TASKS AND EXERCISES:
A) Reproduce the anonymity application summary starting at the words "Nicklin J refused" and ending after "not occur [20].", switching "refused" to "declined".
B) Resume the anonymity application summary after its last sentence.

SOURCE TEXT:
------------
On 31 October 2024 the Claimant’s solicitor was contacted by a journalist from Media Party 1 (‘MP1’). That journalist sought to liaise with the family regarding the claim and already had a copy of the Particulars. MP1 had already published two articles concerning the Claimant and Media Party 2 (‘MP2’) had also covered the story. On 1 November 2024 the Claimant’s solicitor issued a without-notice Application Notice seeking an anonymity order.
Nicklin J refused the application for the interim anonymity order, given that MP1 had not been notified and he was not satisfied that all practicable steps had been taken, or that there were compelling reasons why notification should not occur [20].
------------
Stored records
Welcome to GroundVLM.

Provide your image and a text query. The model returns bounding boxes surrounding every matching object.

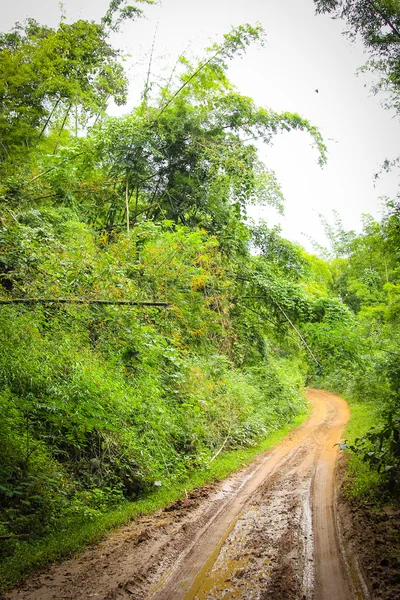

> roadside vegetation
[0,0,400,587]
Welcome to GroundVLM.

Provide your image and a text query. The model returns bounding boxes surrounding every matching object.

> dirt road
[6,390,368,600]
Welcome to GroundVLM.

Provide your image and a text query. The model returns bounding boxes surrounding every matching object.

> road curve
[6,389,362,600]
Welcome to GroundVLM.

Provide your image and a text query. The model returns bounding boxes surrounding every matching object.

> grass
[344,398,381,500]
[0,412,309,594]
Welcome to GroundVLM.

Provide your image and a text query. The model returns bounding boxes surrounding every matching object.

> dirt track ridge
[6,390,366,600]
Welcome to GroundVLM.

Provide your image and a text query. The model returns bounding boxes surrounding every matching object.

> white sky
[0,0,400,249]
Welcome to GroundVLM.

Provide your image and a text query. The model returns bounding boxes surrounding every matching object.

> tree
[0,0,151,161]
[76,25,326,232]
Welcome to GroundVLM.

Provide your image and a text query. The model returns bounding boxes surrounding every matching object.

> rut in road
[6,390,368,600]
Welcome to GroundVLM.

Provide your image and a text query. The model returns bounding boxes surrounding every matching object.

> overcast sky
[1,0,400,249]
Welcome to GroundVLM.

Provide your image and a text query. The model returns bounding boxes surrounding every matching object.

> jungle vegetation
[0,0,400,583]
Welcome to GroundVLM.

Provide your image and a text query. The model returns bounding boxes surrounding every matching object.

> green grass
[0,412,309,593]
[344,399,381,500]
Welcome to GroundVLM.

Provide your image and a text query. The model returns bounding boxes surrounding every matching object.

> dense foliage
[0,0,400,580]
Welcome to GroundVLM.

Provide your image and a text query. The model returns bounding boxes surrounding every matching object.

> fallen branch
[0,298,171,308]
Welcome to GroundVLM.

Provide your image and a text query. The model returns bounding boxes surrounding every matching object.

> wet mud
[6,390,363,600]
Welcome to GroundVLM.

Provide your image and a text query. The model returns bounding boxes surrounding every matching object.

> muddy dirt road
[6,390,368,600]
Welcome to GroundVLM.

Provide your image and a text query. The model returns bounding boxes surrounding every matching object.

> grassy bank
[343,398,381,500]
[0,412,308,593]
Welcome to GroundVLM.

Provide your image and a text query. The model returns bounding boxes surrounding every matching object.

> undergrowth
[0,407,309,593]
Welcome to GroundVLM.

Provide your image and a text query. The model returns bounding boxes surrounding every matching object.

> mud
[6,390,366,600]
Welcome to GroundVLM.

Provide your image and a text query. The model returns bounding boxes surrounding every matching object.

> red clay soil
[5,390,388,600]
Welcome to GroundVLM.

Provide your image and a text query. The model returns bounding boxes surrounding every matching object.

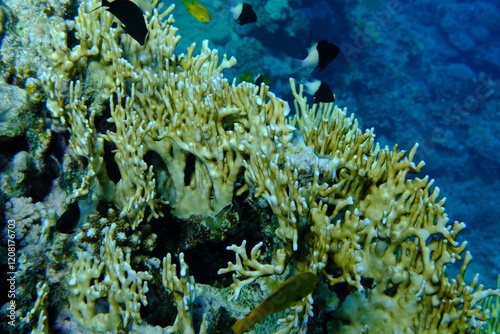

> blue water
[174,0,500,286]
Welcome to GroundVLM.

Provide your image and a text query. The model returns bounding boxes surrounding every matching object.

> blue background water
[169,0,500,286]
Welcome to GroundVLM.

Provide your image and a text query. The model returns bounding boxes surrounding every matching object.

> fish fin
[89,6,107,14]
[290,58,314,80]
[231,318,251,334]
[290,58,303,74]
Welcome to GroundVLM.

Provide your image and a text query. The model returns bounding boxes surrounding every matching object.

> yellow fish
[231,272,319,334]
[182,0,212,23]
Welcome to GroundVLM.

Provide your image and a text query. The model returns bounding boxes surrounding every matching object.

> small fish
[182,0,212,23]
[304,80,335,103]
[229,2,257,26]
[56,200,97,234]
[92,0,148,45]
[231,272,319,334]
[292,39,340,73]
[238,72,271,86]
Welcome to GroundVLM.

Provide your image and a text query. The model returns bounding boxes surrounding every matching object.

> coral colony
[2,0,500,334]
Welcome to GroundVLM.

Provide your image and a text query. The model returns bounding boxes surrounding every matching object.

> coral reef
[0,0,500,334]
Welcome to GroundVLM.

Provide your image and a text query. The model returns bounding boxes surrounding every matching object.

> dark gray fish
[56,201,80,234]
[230,2,257,26]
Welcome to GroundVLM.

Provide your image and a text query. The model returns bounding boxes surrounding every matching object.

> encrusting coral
[10,0,500,333]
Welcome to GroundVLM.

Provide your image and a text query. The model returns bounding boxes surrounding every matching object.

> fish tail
[290,58,304,74]
[231,318,252,334]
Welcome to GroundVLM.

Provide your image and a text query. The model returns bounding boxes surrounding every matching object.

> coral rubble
[0,0,500,334]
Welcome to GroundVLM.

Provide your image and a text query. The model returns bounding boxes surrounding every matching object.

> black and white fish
[304,80,335,103]
[92,0,148,45]
[292,39,340,73]
[229,2,257,26]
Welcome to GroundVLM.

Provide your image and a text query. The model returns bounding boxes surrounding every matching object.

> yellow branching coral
[68,224,152,331]
[43,1,287,226]
[224,81,498,333]
[33,0,499,333]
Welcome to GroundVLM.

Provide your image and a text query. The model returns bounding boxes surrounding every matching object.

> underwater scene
[0,0,500,334]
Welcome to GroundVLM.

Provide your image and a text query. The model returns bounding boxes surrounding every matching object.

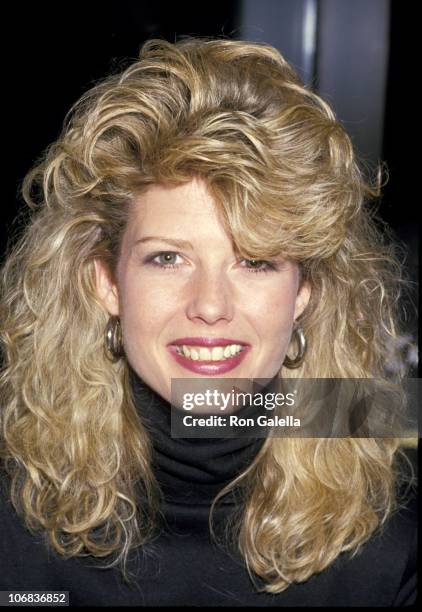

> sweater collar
[130,369,274,503]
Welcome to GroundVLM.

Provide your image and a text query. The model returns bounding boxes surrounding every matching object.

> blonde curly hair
[0,38,416,593]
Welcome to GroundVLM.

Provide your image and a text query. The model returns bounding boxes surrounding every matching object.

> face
[96,179,310,401]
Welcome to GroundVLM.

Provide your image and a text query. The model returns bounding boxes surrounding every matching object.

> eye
[146,251,180,268]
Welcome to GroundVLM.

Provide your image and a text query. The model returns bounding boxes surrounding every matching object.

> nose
[187,269,234,325]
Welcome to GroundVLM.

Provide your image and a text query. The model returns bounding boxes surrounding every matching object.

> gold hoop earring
[104,316,124,363]
[283,326,306,370]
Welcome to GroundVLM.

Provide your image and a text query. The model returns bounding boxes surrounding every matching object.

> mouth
[168,338,251,376]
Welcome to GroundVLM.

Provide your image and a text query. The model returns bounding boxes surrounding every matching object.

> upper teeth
[176,344,243,361]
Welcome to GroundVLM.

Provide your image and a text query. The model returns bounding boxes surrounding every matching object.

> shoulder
[356,460,419,607]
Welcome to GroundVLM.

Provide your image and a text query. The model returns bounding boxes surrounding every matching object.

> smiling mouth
[175,344,245,362]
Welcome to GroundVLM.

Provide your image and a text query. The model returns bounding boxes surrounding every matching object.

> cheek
[121,274,177,339]
[245,283,296,338]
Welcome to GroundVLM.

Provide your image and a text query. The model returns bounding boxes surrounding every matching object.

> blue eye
[145,251,277,274]
[146,251,182,268]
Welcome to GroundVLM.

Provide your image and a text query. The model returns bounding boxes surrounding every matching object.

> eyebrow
[133,236,193,249]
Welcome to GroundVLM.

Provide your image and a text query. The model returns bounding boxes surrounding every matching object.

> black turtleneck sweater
[0,374,416,607]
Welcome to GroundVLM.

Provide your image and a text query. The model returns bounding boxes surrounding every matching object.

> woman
[0,39,415,606]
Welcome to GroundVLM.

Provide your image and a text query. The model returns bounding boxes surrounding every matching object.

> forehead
[128,179,224,238]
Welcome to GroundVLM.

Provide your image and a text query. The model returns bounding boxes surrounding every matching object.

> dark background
[0,0,420,372]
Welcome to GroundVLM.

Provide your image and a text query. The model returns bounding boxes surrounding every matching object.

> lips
[168,337,251,376]
[170,337,248,346]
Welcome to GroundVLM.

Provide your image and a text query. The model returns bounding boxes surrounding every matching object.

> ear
[94,259,119,315]
[295,281,311,321]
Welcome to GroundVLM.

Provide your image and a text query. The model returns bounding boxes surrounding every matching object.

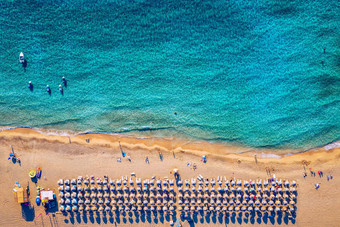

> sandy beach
[0,128,340,226]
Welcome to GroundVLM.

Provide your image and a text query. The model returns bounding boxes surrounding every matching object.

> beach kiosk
[13,186,28,204]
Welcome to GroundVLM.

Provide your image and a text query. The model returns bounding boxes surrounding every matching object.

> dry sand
[0,129,340,227]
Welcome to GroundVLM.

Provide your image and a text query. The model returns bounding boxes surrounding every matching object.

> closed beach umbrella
[65,205,72,212]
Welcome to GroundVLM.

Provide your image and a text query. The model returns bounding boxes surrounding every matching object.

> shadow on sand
[64,211,295,226]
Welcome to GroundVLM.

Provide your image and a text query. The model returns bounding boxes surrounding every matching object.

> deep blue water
[0,0,340,149]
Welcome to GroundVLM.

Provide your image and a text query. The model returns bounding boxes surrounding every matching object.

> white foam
[324,142,340,151]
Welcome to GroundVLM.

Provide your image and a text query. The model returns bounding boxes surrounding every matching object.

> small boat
[19,52,25,64]
[37,167,41,178]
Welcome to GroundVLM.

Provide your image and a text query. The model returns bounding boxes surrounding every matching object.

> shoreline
[0,126,340,159]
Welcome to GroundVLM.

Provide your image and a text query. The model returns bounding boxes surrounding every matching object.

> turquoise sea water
[0,0,340,149]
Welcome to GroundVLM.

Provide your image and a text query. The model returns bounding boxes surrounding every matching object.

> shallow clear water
[0,0,340,149]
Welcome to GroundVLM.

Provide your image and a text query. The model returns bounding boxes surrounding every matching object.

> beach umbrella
[71,192,77,198]
[65,199,71,205]
[72,199,78,204]
[72,205,78,212]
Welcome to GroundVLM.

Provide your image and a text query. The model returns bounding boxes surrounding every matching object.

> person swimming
[63,76,67,87]
[46,85,51,94]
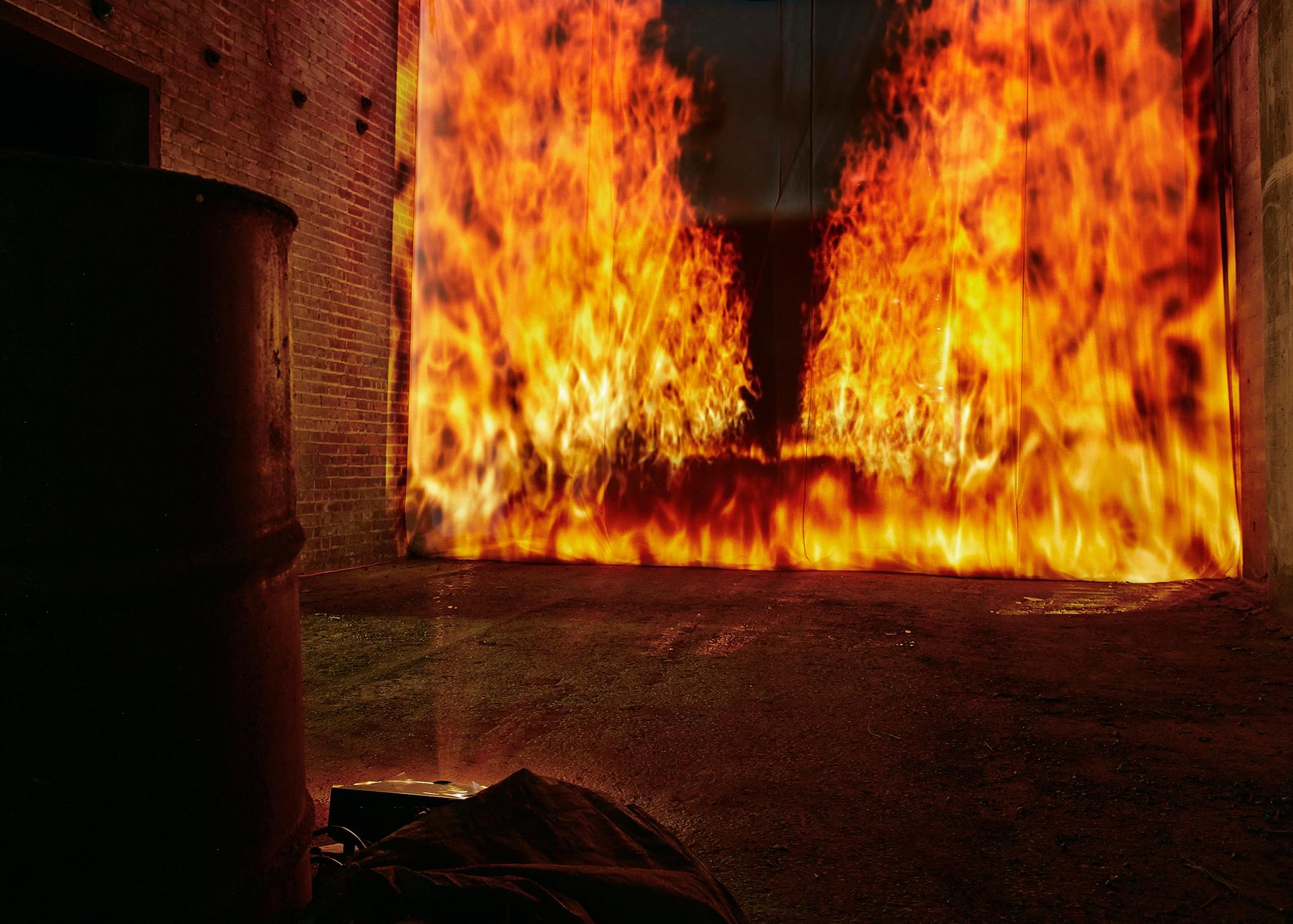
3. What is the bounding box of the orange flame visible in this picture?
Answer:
[409,0,1240,580]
------------
WRITTEN ANSWERS:
A)
Nicklin J declined the application for the interim anonymity order, given that MP1 had not been notified and he was not satisfied that all practicable steps had been taken, or that there were compelling reasons why notification should not occur [20].

B)
Decision in PMC
Following a substantive hearing, Nicklin J recognised the factors in favour of granting anonymity as the Claimant’s status as a child and that the quantum trial would consider intensely private medical information. However, he sharply criticised generalities asserted about the Claimant, including that he was “vulnerable to exploitation” or “may also need safeguarding” [128]. Nicklin J considered the risk to be “somewhere between very remote and non-existent” given his affairs would be managed by a professional deputy appointed by the Court of Protection [129].
The availability of online information about the Claimant, “most of it placed there voluntarily as a result of interviews by the Claimant’s side” and the non-anonymised proceedings to that point meant any attempt to anonymise was unjustifiable and futile [132]. Nicklin J noted that given media coverage prior to issue, an application would not have been straightforward even if made at the time of issue [134]. The substantive application was rejected, notwithstanding that neither the Defendant nor MP1 nor MP2 opposed it [15,131].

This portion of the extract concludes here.